Would you write out, exactly as they stand, all lines from the one containing "If you could put a dot on the twig" through the end of the listing below, and only those?

BEGIN

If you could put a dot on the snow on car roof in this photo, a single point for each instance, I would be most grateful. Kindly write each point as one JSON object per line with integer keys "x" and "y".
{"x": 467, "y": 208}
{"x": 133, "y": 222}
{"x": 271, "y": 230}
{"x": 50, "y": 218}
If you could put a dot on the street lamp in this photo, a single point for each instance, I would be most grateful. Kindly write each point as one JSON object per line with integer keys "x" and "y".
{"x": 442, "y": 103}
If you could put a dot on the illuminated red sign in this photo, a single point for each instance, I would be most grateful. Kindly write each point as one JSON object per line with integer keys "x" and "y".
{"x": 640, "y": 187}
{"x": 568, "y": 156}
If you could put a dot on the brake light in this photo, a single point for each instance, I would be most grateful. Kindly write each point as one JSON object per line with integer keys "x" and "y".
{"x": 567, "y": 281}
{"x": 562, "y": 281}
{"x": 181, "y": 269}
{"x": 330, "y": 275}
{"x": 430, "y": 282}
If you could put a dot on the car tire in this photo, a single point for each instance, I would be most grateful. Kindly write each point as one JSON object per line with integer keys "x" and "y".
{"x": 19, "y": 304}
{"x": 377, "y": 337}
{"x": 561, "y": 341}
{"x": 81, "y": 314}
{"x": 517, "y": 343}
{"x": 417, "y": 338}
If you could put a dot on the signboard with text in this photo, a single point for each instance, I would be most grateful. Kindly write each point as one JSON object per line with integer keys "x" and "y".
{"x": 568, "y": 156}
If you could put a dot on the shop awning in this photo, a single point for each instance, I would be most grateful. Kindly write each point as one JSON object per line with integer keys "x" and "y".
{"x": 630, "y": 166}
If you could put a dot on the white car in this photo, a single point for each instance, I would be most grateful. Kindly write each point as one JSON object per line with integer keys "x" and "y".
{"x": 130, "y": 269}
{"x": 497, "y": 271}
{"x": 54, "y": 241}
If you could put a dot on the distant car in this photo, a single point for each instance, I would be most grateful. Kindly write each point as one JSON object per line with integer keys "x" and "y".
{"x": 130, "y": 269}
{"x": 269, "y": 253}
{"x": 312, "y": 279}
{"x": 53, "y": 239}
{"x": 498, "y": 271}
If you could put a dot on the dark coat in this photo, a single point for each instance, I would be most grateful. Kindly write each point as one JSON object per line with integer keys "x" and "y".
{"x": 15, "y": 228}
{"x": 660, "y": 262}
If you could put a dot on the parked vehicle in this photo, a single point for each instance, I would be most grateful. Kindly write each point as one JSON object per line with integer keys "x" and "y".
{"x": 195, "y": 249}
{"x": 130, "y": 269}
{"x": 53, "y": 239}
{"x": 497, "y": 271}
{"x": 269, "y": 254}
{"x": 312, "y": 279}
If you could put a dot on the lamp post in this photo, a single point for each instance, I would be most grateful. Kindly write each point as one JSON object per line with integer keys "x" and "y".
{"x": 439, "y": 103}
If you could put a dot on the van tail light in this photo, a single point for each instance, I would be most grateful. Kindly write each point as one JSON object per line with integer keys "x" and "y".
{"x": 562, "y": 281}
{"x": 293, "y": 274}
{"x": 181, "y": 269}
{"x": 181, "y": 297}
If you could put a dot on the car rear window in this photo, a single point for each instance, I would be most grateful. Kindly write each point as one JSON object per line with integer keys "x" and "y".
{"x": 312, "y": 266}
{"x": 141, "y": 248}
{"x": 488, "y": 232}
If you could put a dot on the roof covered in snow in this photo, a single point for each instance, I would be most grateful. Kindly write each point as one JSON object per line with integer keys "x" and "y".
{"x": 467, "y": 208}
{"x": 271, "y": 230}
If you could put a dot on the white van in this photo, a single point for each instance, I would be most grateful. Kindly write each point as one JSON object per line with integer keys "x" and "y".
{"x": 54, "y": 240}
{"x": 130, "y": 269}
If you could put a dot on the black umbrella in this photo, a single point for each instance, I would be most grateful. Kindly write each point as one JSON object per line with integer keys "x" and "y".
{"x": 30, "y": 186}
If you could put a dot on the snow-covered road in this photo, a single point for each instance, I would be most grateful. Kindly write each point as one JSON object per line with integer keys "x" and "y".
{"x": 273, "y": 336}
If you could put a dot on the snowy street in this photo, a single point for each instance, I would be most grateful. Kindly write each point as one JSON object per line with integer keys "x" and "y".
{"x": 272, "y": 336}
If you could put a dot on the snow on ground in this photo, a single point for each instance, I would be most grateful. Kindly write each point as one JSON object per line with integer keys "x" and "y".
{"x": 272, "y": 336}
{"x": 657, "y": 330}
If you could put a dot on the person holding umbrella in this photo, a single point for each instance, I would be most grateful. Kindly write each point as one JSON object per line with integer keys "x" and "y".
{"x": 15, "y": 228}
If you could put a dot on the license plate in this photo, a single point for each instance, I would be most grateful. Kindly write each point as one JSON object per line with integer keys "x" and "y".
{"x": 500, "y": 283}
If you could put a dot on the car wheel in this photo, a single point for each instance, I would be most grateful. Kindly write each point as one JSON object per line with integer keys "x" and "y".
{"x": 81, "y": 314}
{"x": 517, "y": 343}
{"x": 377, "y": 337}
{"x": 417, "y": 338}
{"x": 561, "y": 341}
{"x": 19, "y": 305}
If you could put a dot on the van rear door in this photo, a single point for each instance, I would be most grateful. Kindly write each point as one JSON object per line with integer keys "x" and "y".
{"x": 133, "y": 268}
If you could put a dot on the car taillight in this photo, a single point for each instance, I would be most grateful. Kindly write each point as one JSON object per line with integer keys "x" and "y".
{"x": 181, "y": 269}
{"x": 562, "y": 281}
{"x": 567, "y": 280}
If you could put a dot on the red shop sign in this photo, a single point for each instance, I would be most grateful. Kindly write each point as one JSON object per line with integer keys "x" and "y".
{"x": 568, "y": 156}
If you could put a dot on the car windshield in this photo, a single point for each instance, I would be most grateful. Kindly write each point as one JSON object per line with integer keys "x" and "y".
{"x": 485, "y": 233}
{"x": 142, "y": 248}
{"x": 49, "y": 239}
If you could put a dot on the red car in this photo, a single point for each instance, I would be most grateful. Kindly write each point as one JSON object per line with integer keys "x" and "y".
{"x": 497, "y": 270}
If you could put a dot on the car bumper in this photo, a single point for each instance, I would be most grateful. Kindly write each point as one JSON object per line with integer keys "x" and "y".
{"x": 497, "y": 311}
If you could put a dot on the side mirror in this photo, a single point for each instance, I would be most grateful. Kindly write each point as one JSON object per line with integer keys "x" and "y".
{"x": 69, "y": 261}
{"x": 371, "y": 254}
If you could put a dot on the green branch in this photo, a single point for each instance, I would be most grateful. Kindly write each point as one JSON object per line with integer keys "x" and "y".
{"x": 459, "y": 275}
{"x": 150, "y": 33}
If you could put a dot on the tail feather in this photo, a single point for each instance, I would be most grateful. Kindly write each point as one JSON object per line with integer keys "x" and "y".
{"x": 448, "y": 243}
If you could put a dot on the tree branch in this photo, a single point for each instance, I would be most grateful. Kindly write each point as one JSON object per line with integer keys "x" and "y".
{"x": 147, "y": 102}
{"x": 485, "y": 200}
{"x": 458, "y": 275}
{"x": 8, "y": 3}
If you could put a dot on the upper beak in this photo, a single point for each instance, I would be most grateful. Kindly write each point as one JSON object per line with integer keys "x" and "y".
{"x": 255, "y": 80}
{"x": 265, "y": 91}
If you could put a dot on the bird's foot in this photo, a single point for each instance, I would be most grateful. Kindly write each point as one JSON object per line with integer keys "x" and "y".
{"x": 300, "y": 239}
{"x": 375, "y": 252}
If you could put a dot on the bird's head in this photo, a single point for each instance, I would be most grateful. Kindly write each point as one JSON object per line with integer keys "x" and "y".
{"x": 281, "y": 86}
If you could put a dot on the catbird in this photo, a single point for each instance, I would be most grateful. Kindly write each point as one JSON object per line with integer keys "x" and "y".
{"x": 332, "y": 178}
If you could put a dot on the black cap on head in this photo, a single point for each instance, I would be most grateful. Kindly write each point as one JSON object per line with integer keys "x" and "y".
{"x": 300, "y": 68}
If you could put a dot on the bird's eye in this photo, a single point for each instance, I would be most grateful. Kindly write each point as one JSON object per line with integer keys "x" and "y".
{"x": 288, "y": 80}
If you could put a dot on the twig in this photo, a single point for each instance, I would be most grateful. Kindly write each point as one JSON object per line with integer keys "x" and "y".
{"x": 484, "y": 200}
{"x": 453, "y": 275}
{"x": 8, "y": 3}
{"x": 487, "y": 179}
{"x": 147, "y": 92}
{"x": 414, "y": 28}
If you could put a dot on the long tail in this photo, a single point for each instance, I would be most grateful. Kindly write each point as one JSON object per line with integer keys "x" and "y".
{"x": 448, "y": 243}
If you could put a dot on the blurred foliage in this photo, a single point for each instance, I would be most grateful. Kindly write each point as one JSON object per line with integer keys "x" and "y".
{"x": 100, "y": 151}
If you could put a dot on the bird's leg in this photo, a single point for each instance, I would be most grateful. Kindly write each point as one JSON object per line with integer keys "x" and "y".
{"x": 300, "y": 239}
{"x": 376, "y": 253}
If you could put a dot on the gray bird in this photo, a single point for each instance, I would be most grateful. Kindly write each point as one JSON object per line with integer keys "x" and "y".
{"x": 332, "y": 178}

END

■ Answer box ■
If you could put a dot on the twig in this photo, a single point for each instance, I would be most grateful. Kindly write each point as one JSON object per line with integer keys "x" and "y".
{"x": 484, "y": 200}
{"x": 453, "y": 275}
{"x": 8, "y": 3}
{"x": 487, "y": 179}
{"x": 147, "y": 92}
{"x": 414, "y": 28}
If you could put a dot on the long tail in this photo, a single point for each instance, I would be most grateful. Kindly write each point as one JSON object per line with integer keys "x" and "y".
{"x": 448, "y": 243}
If you could put a dot on the blurred foliage in this photo, a single point for each instance, I would be most grateful. Kindly write each point as one JSON object per line with integer keys "x" and "y".
{"x": 100, "y": 151}
If you could put a dot on the bird's leg in this photo, a single point for each instance, I would be most grateful. Kindly write each point as one JSON object per line with integer keys "x" and "y".
{"x": 300, "y": 239}
{"x": 376, "y": 253}
If you could put a dot on the gray bird in this photo, a single point for each instance, I would be most grateful. Kindly write each point as one JSON object per line with integer keys "x" and "y".
{"x": 332, "y": 178}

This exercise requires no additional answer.